TEXT PASSAGE →
....
Thomas Cowperthwait Eakins (July 25, 1844 ?C June 25, 1916) was a realist painter, photographer, sculptor, and fine arts educator. He is widely acknowledged to be one of the most important artists in American art history.
For the length of his professional career, from the early 1870s until his health began to fail some forty years later, Eakins worked exactingly from life, choosing as his subject the people of his hometown of Philadelphia. He painted several hundred portraits, usually of friends, family members, or prominent people in the arts, sciences, medicine, and clergy. Taken en masse, the portraits offer an overview of the intellectual life of Philadelphia in the late 19th and early 20th centuries; individually, they are incisive depictions of thinking persons. As well, Eakins produced a number of large paintings which brought the portrait out of the drawing room and into the offices, streets, parks, rivers, arenas, and surgical amphitheaters of his city. These active outdoor venues allowed him to paint the subject which most inspired him: the nude or lightly clad figure in motion. In the process he could model the forms of the body in full sunlight, and create images of deep space utilizing his studies in perspective.
No less important in Eakins' life was his work as a teacher. As an instructor he was a highly influential presence in American art. The difficulties which beset him as an artist seeking to paint the portrait and figure realistically were paralleled and even amplified in his career as an educator, where behavioral and sexual scandals truncated his success and damaged his reputation.
Eakins also took a keen interest in the new technologies of motion photography, a field in which he is now seen as an innovator. Eakins was a controversial figure whose work received little by way of official recognition during his lifetime. Since his death, he has been celebrated by American art historians as "the strongest, most profound realist in nineteenth-and early-twentieth-century American art".
....
GIVEN DATA →
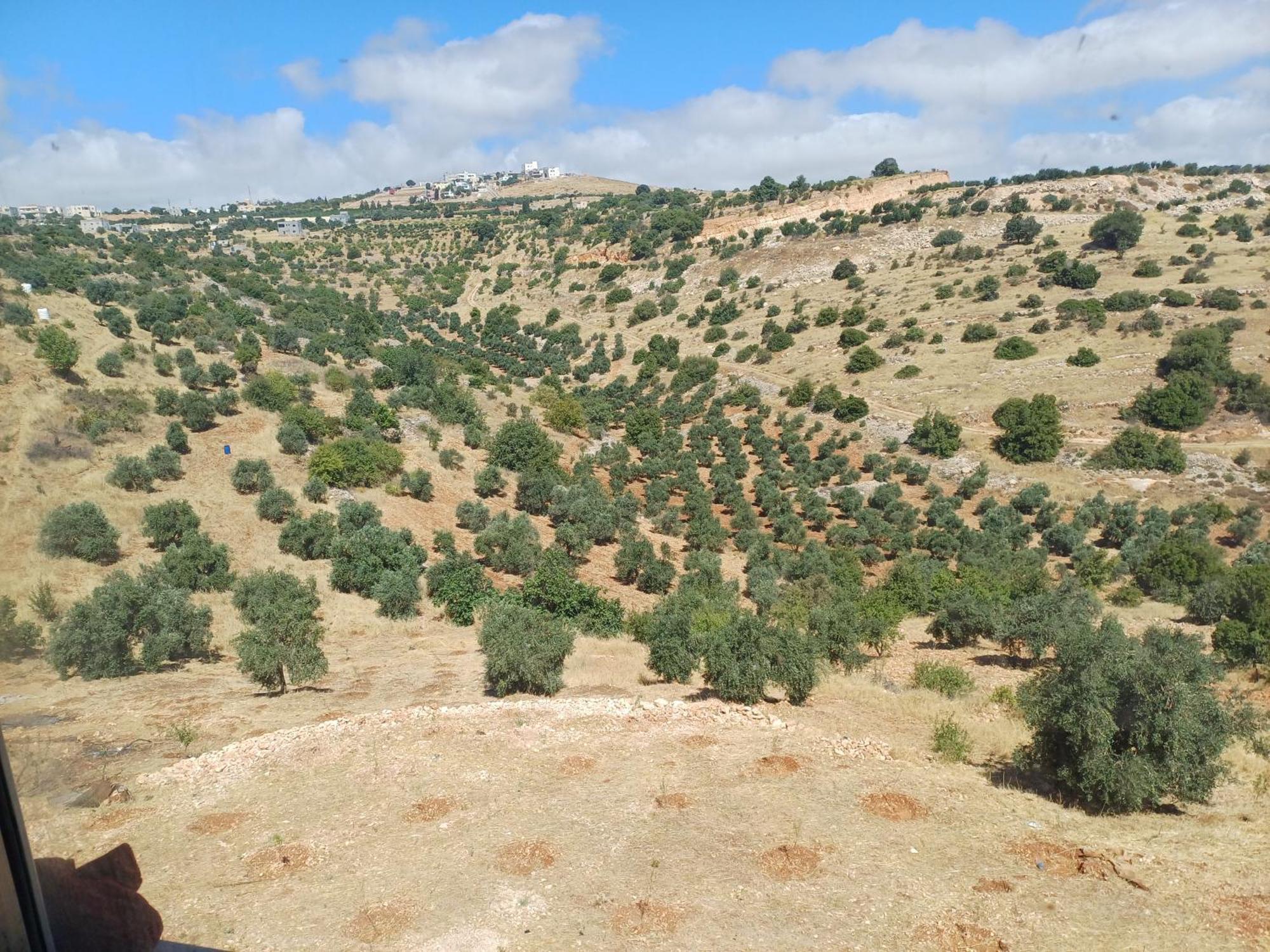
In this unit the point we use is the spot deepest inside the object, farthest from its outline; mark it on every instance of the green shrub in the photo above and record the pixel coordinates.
(845, 270)
(44, 602)
(863, 360)
(977, 332)
(1177, 299)
(987, 289)
(1084, 357)
(285, 637)
(1184, 403)
(1022, 230)
(1118, 232)
(951, 742)
(946, 680)
(1136, 449)
(1221, 299)
(81, 531)
(1014, 350)
(355, 461)
(1078, 276)
(937, 433)
(1122, 724)
(1128, 301)
(1033, 430)
(525, 649)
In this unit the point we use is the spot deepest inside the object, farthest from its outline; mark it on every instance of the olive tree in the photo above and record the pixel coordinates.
(285, 637)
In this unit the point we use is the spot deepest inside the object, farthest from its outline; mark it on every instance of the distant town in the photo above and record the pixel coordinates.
(450, 187)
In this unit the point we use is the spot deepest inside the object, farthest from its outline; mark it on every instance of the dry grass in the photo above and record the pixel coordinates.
(526, 805)
(891, 805)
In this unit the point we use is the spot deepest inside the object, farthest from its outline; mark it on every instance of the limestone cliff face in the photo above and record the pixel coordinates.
(858, 197)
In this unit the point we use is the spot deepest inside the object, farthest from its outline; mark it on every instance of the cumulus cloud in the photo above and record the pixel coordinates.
(995, 65)
(1207, 130)
(733, 138)
(516, 86)
(304, 76)
(502, 83)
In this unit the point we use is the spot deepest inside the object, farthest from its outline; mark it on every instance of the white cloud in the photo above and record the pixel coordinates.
(501, 83)
(995, 65)
(516, 86)
(735, 138)
(304, 76)
(1208, 130)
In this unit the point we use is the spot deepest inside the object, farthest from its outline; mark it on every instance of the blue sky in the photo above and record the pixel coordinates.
(642, 91)
(224, 58)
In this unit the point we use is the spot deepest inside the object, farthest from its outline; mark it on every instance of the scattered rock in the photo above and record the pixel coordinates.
(276, 863)
(859, 748)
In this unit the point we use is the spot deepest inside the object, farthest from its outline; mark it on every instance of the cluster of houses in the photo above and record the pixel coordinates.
(459, 185)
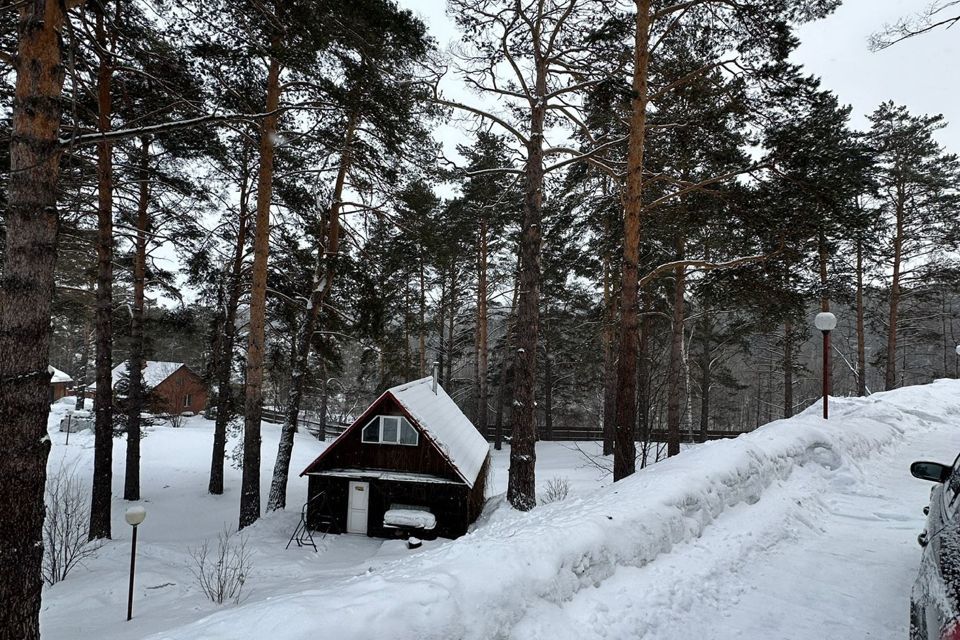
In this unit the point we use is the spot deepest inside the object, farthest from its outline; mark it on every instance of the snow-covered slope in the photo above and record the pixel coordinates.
(486, 584)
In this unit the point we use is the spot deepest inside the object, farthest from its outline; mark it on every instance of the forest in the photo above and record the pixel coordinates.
(626, 237)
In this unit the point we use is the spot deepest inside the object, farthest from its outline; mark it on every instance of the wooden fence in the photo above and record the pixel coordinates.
(566, 434)
(311, 426)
....
TASK TO COMPLETE →
Write out the section of the Eakins passage above that opens with the words containing "Thomas Cowperthwait Eakins" and closes with "American art history.".

TASK SOLUTION →
Thomas Cowperthwait Eakins (July 25, 1844 ?C June 25, 1916) was a realist painter, photographer, sculptor, and fine arts educator. He is widely acknowledged to be one of the most important artists in American art history.